# Using the information
1/ In the beta-agonist abstract, how many days were the lymphocytes cultured ex vivo?
2/ Can you sum up the beta-agonist abstract in two sentences?
3/ Could you resume the beta-agonist abstract, picking up after its last sentence?

# Text section
*** Block opens ***

Background: Airway inflammation associated with asthma has been reported to be either unaffected or slightly increased by inhaled beta-agonist monotherapy, and concerns regarding disease exacerbations with continuous long-acting beta-agonist monotherapy have prompted the recommendation of concomitant steroid treatment.
Objectives: Using peripheral blood lymphocytes from asthmatic subjects, we aimed to determine (1) whether short- or long-acting beta-agonists increase IL-13-producing (IL-13+ or IFN-gamma-producing (IFN-gamma+ T-cell numbers and (2) the ability of the corticosteroid budesonide to reverse these effects.
Methods: Peripheral blood lymphocytes from asthmatic subjects were cultured 6 days ex vivo with IL-2 and various concentrations of albuterol, formoterol, and budesonide. Numbers of IL-13+ and IFN-gamma+ T cells were determined by means of flow cytometric analysis.

*** Block closes ***

# Dataset excerpts
*** Block opens ***

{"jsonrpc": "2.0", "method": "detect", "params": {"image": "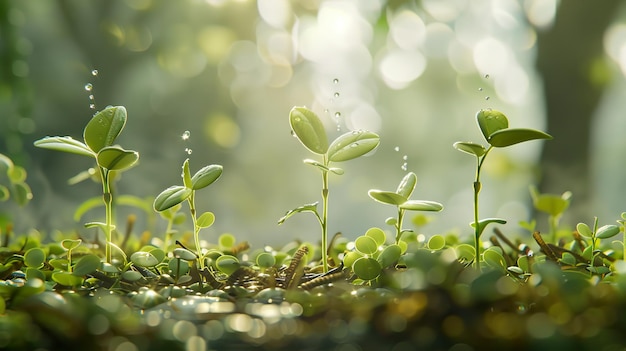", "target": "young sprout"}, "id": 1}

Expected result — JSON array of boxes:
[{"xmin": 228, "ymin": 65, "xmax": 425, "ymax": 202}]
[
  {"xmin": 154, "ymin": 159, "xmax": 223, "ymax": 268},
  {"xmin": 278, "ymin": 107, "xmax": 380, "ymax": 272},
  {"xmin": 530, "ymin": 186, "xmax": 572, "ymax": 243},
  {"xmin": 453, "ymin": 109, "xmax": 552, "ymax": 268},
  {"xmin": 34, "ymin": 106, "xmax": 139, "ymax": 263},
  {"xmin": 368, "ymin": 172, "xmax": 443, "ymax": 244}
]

*** Block closes ***
*** Block opens ***

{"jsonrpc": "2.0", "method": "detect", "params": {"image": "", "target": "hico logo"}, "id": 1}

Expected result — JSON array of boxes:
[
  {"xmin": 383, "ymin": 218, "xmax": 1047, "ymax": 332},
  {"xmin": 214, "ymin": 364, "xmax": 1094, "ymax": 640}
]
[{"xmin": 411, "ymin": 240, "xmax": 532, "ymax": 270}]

*** Block closes ***

# Outputs for the tasks
1/ 6 days

2/ Concerns about exacerbations with continuous long-acting beta-agonist monotherapy have led to a recommendation of concomitant steroid treatment. Using peripheral blood lymphocytes from asthmatic subjects, this study tested whether short- or long-acting beta-agonists increase IL-13- or IFN-gamma-producing T-cell numbers and whether budesonide reverses these effects, with cells cultured 6 days ex vivo with IL-2, albuterol, formoterol, and budesonide and analyzed by flow cytometry.

3/
Results: Both albuterol and formoterol increased IL-2-stimulated accumulation of IL-13+ T cells, and this increase was highest at concentrations approximating the dissociation constant of each beta-agonist for the beta(2)-adrenergic receptor. Budesonide at greater than 1 nmol/L reversed the augmenting effects of beta-agonists on IL-13+ T-cell accumulation, and budesonide at greater than 10 nmol/L inhibited increases in IL-13+ T cells stimulated by IL-2. Budesonide decreased, whereas beta-agonist did not affect, numbers of total and IFN-gamma+ T cells in IL-2-stimulated cultures.
Conclusion: beta-Agonists at physiologically and clinically relevant concentrations stimulate increased antigen-independent, cytokine-stimulated accumulation, specifically of type 2 T cells from asthmatic subjects. The corticosteroid budesonide potently reverses this effect.